Object point labels:
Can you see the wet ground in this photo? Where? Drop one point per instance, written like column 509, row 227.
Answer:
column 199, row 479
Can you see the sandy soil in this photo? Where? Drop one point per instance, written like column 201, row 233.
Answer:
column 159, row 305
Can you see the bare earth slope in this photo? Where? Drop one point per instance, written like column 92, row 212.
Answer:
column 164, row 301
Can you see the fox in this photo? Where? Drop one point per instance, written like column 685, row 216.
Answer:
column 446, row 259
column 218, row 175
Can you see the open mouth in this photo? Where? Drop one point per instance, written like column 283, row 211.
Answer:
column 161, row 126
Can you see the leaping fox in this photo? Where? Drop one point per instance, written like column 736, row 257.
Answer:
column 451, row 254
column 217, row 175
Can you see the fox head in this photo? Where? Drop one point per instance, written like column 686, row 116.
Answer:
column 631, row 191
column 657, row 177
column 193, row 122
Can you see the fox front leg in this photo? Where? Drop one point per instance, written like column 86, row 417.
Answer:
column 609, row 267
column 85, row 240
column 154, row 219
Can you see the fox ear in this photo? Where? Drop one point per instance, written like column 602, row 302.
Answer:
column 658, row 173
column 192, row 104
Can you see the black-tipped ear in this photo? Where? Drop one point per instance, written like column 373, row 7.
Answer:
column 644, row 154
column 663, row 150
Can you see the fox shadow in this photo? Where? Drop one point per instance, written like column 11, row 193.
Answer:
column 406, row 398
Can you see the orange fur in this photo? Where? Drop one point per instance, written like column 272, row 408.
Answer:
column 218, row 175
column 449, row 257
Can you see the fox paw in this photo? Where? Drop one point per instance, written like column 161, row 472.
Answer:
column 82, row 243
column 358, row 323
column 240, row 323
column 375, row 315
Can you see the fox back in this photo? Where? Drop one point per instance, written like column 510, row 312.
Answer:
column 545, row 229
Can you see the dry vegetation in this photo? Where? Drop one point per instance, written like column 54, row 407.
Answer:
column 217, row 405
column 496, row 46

__PROBLEM DESCRIPTION__
Copy the material word for word, starting at the line that contains "Can you see the fox paw" and going through to the end of the material.

__EXERCISE ANSWER__
Can you see the fox paw in this photo? Where? Drop one point per instance, written like column 161, row 472.
Answer:
column 82, row 243
column 358, row 323
column 240, row 323
column 375, row 315
Can you see the fox back in this photo? Where? Drop one point per instance, written like column 510, row 312.
Answer:
column 545, row 229
Can you see the dry vegetation in this photo? Where? Drop one point per instance, written like column 54, row 407.
Answer:
column 217, row 405
column 496, row 46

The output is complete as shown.